▶ Shape boundary entries
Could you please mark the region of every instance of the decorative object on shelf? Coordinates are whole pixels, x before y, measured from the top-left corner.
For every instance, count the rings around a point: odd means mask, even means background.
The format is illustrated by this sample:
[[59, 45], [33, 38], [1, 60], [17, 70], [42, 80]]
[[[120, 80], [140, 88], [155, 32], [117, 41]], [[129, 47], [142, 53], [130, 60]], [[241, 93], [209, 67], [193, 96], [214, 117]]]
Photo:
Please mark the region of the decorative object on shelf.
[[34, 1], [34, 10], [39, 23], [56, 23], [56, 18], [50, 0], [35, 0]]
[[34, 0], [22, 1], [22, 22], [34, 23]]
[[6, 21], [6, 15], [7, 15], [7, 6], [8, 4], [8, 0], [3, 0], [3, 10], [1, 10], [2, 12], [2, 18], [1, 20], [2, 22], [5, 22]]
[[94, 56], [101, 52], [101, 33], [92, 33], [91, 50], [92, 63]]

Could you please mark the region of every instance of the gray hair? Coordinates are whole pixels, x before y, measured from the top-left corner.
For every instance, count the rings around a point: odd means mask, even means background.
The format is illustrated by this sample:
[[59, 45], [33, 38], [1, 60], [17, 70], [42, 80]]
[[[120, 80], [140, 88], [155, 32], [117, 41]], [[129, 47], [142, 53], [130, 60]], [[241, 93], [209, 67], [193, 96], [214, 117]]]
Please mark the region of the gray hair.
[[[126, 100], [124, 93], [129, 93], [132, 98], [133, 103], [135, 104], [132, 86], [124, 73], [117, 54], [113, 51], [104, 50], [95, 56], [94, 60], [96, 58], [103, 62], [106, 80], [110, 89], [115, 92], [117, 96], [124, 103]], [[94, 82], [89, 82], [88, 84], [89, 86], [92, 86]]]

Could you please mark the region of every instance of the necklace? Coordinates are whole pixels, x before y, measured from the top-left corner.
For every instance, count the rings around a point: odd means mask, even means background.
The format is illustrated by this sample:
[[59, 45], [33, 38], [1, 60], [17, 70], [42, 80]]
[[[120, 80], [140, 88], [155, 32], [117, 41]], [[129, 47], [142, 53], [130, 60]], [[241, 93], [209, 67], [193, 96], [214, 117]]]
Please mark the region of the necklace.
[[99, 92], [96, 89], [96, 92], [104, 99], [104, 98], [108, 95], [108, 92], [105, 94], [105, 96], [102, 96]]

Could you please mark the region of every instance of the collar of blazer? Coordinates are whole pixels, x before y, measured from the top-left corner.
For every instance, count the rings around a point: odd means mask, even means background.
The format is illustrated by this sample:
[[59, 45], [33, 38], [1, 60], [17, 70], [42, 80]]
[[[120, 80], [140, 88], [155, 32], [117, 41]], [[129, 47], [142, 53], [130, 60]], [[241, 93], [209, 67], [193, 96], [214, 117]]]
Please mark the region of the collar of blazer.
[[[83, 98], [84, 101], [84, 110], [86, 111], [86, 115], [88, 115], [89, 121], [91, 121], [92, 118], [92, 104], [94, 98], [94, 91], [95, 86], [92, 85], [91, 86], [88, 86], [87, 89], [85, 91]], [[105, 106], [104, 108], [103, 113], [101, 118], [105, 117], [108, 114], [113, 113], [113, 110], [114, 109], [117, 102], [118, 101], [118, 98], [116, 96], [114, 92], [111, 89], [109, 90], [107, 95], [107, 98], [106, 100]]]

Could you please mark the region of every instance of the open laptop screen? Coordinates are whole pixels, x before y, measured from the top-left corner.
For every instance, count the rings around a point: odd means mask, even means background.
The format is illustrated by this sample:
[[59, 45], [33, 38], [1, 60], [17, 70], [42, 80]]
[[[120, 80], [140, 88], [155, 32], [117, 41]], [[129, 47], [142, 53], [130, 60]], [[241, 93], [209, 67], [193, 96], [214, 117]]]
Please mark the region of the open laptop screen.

▶ TASK REQUIREMENTS
Write out all of the items above word for word, leaving none out.

▶ ANSWER IN FULL
Could you please mark the region of every instance of the decorative object on shelf? Coordinates are whole pixels, x before y, measured from the top-left corner.
For every instance, count the rings around a point: odd means mask, even means background.
The format is illustrated by this sample:
[[59, 45], [33, 38], [1, 60], [17, 70], [42, 80]]
[[[120, 80], [140, 88], [155, 32], [117, 41]], [[129, 47], [142, 53], [130, 60]], [[241, 93], [209, 67], [193, 96], [214, 117]]]
Photo:
Please mark the region of the decorative object on shelf.
[[34, 1], [34, 10], [39, 23], [56, 23], [56, 18], [50, 0], [35, 0]]
[[34, 0], [22, 1], [22, 22], [34, 23]]
[[6, 21], [6, 15], [7, 15], [7, 6], [8, 4], [8, 0], [3, 0], [3, 10], [1, 10], [2, 12], [2, 18], [1, 20], [2, 22], [5, 22]]
[[94, 56], [101, 52], [101, 33], [92, 33], [91, 50], [92, 63]]

Could you please mark the region of every instance of the gray hair? Coordinates are whole pixels, x before y, measured from the top-left corner.
For every instance, count the rings around a point: odd means mask, even means background.
The format is illustrated by this sample:
[[59, 45], [33, 38], [1, 60], [17, 70], [42, 80]]
[[[120, 80], [140, 88], [155, 32], [117, 41]], [[129, 47], [142, 53], [130, 60]], [[241, 93], [209, 67], [193, 96], [214, 117]]]
Please mark the region of the gray hair.
[[[126, 100], [124, 93], [129, 93], [132, 98], [133, 103], [135, 104], [132, 86], [124, 73], [117, 54], [113, 51], [104, 50], [95, 56], [94, 60], [96, 58], [103, 62], [106, 80], [110, 89], [115, 92], [117, 96], [124, 103]], [[94, 82], [89, 82], [88, 84], [89, 86], [92, 86]]]

Could you please mark the region of every instance of the necklace? Coordinates are whole pixels, x before y, measured from the top-left corner.
For every instance, count the rings around a point: odd means mask, even means background.
The format is illustrated by this sample:
[[59, 45], [33, 38], [1, 60], [17, 70], [42, 80]]
[[[120, 80], [140, 88], [155, 32], [117, 41]], [[129, 47], [142, 53], [130, 60]], [[241, 93], [209, 67], [193, 96], [214, 117]]]
Please mark the region of the necklace.
[[99, 92], [96, 89], [96, 92], [104, 99], [104, 98], [108, 95], [108, 92], [105, 94], [105, 96], [102, 96]]

Could you please mark the region of every instance of the collar of blazer? Coordinates are whole pixels, x before y, measured from the top-left corner.
For every instance, count the rings around a point: odd means mask, even means background.
The format is illustrated by this sample:
[[59, 45], [33, 38], [1, 60], [17, 70], [42, 80]]
[[[120, 80], [140, 88], [155, 32], [117, 41]], [[129, 47], [142, 53], [130, 60]], [[241, 93], [209, 67], [193, 96], [214, 117]]]
Please mark the region of the collar of blazer.
[[[83, 98], [84, 101], [84, 110], [86, 111], [86, 115], [88, 115], [89, 121], [91, 121], [92, 118], [92, 104], [94, 98], [94, 91], [95, 86], [92, 85], [91, 86], [88, 86], [87, 89], [85, 91]], [[105, 106], [104, 108], [103, 113], [101, 118], [105, 117], [108, 114], [113, 113], [113, 110], [114, 109], [117, 102], [118, 101], [118, 98], [116, 96], [114, 92], [111, 89], [109, 90], [107, 95], [107, 98], [106, 100]]]

Could you please mark the region of every instance of the open laptop screen? Coordinates are whole pixels, x before y, measured from the top-left corner.
For every instance, count the rings around a point: odd means mask, even means background.
The format is illustrated by this sample:
[[59, 45], [33, 38], [1, 60], [17, 70], [42, 80]]
[[[120, 80], [140, 88], [155, 32], [117, 41]], [[129, 47], [142, 53], [130, 60]], [[241, 93], [209, 67], [193, 96], [214, 117]]]
Please mark the region of the open laptop screen.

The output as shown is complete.